EXERCICE ÉCRIT 1:
Répondez brièvement à ces questions sur l'extrait :
(a) Quel autre nom l'extrait propose-t-il pour l'hindouisme ?
(b) Pour quelle raison le mot « païen » est-il accepté ?
(c) Selon la dernière phrase, de quoi la valeur d'un culte ne dépend-elle pas ?
EXERCICE ÉCRIT 2:
Reproduisez sans rien changer le passage de l'extrait qui s'ouvre sur les mots « Un autre mot » et se ferme sur « et celles d’aujourd’hui. ».
EXERCICE ÉCRIT 3:
Résumez l'extrait en deux phrases.

Deux textes de Savitri Devi Mukherji sur l’hindouisme.
Un autre mot pour hindouisme, et peut-être plus expressif, pourrait être : paganisme indien.
Les missionnaires chrétiens nomment « païens » tous ceux qui ne sont ni chrétiens, ni musulmans, ni juifs, ce qui revient à dire tous ceux dont la tradition religieuse n’a pas de lien avec la Bible et la tradition des juifs. Nous acceptons le mot « païen », parce que c’est un mot pratique. Il souligne les similarités entre toutes les religions non-monothéistes du passé et celles d’aujourd’hui.
Autrefois, pratiquement le monde entier était « païen ». Maintenant que la moitié de sa population a été convertie soit au christianisme soit à l’islam, le nombre de païens est faible.
Cela n’est pas une preuve de la moindre valeur des différents paganismes, comparés aux grandes religions monothéistes. C’est sûrement un avantage d’être nombreux, mais ce n’est pas une vertu. Et par conséquent la valeur d’un culte ne dépend pas du nombre de ses pratiquants.

INFORMATIONS AFFICHÉES:
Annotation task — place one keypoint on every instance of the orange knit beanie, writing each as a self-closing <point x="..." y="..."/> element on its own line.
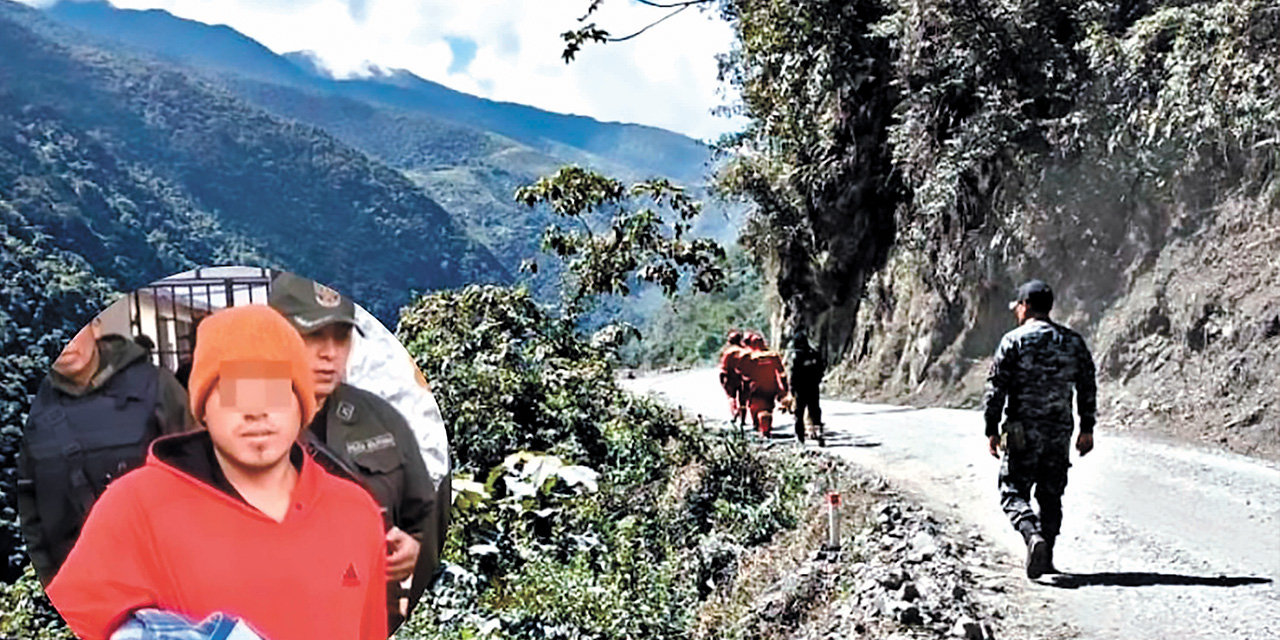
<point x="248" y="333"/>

RÉPONSE ÉCRITE 1:
(a) Paganisme indien.
(b) Parce que c'est un mot pratique.
(c) Du nombre de ses pratiquants.

RÉPONSE ÉCRITE 2:
Un autre mot pour hindouisme, et peut-être plus expressif, pourrait être : paganisme indien.
Les missionnaires chrétiens nomment « païens » tous ceux qui ne sont ni chrétiens, ni musulmans, ni juifs, ce qui revient à dire tous ceux dont la tradition religieuse n’a pas de lien avec la Bible et la tradition des juifs. Nous acceptons le mot « païen », parce que c’est un mot pratique. Il souligne les similarités entre toutes les religions non-monothéistes du passé et celles d’aujourd’hui.

RÉPONSE ÉCRITE 3:
L'extrait propose « paganisme indien » comme autre nom de l'hindouisme et accepte le mot « païen », que les missionnaires chrétiens appliquent à ceux dont la tradition religieuse n'a pas de lien avec la Bible, parce qu'il est pratique. Il constate que les païens, autrefois presque le monde entier, sont aujourd'hui peu nombreux, mais affirme que la valeur d'un culte ne dépend pas du nombre de ses pratiquants.